INPUT RECORDS START

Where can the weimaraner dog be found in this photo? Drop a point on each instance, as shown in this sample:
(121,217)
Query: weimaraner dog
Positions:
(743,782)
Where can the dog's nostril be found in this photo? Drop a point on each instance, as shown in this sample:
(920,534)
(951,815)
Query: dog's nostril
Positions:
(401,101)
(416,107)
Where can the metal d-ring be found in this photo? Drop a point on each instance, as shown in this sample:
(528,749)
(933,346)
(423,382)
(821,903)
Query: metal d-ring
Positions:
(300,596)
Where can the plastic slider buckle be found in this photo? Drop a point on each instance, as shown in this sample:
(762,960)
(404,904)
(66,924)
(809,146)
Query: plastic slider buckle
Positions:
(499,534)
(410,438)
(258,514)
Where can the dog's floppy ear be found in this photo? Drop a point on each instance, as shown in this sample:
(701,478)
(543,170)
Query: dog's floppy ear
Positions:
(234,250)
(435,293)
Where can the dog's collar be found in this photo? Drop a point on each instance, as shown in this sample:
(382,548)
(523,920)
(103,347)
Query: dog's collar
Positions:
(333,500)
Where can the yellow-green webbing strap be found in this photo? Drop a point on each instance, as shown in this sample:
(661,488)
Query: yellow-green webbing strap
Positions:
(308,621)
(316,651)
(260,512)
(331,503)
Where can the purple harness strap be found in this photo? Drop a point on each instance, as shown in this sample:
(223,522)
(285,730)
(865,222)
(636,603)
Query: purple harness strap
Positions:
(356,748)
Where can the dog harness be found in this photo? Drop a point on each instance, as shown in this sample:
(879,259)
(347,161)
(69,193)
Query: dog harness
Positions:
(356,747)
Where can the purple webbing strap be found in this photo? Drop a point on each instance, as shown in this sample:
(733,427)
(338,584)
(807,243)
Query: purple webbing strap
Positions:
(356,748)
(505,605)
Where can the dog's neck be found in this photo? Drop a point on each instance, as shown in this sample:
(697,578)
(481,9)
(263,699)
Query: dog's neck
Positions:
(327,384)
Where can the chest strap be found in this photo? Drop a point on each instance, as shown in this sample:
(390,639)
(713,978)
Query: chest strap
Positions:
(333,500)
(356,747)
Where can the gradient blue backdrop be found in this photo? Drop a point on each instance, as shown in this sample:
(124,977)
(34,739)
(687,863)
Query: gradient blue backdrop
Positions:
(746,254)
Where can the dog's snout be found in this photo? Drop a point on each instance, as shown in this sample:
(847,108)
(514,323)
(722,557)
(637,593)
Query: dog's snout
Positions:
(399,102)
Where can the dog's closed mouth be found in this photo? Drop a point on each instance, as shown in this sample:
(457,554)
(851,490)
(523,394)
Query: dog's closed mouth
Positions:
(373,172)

INPUT RECORDS END

▶ TASK TO COMPLETE: Set every record down again exactly as written.

▶ WRITTEN REPLY:
Where can the weimaraner dog be found in this photo? Drop a point on each instance, as shown in this sample:
(121,217)
Query: weimaraner dog
Positions:
(743,782)
Where can the dog's nostril be found in this photo? Drop a point on each instance, as shown in this sample:
(920,534)
(951,815)
Query: dog's nostril
Positions:
(401,101)
(416,107)
Where can the metal d-ring be found in this photo? Drop a point on each instance, as shown in this sample:
(528,749)
(933,346)
(423,382)
(821,903)
Query: metal d-ring
Positions:
(300,596)
Where can the plastic slider buckle be found in this photo? Drop a point on each instance, as shown in this sample:
(762,960)
(404,904)
(66,924)
(809,146)
Query: plastic slider buckle
Positions:
(499,534)
(410,438)
(258,514)
Where can the dog's floppy ear be found in this photo? Drop a point on each instance, as shown in this sample:
(701,478)
(543,170)
Query: dog's floppy ear
Positions:
(234,250)
(435,293)
Where can the dog's collar be found in this photo? Drop a point on each instance, as shown in this sample:
(382,548)
(523,920)
(103,347)
Query: dog's collar
Positions:
(333,500)
Where can the yellow-green webbing strap be found in this photo? Drop a point on each instance, as shown in this sample:
(661,488)
Query: yellow-green webbing strap
Positions:
(308,621)
(316,651)
(260,512)
(331,503)
Where can the purple harness strap be found in this photo? Drop a point on each instance, as shown in this sample:
(223,522)
(285,730)
(865,222)
(636,603)
Query: purple harness strap
Positions:
(356,748)
Where can the dog harness be found in this photo? Drop a point on each instance, as shown in this sample:
(879,259)
(347,161)
(69,193)
Query: dog harness
Positions:
(356,747)
Where can the purple webbing strap be found in this photo? Drop a point on each instance, as shown in this sample:
(733,427)
(338,584)
(807,243)
Query: purple webbing strap
Positions:
(356,748)
(505,605)
Where can the dog's neck be found in this photo? Drop a point on each instance, as shown in this sample:
(697,578)
(481,9)
(263,699)
Query: dog's neck
Positions:
(327,384)
Where can the chest strap be found in this photo? Drop a point on each instance, as shown in this sample:
(390,639)
(713,978)
Query: chest strap
Positions:
(333,500)
(356,747)
Where can the gradient blue backdrop be found in this photo? Drop a point on each instance, as shown in this sample:
(124,977)
(34,739)
(687,863)
Query: gradient blue backdrop
Positions:
(746,254)
Where can the dog's snout be found in this photo? Drop a point on each instance, as shown in this sample:
(847,108)
(514,323)
(722,557)
(637,593)
Query: dog's snout
Positions:
(399,102)
Where can the dog's closed mouth be found in this photo? Drop a point on each instance, as shown in this sample:
(457,554)
(851,490)
(523,394)
Query: dog's closed mouth
Positions:
(373,172)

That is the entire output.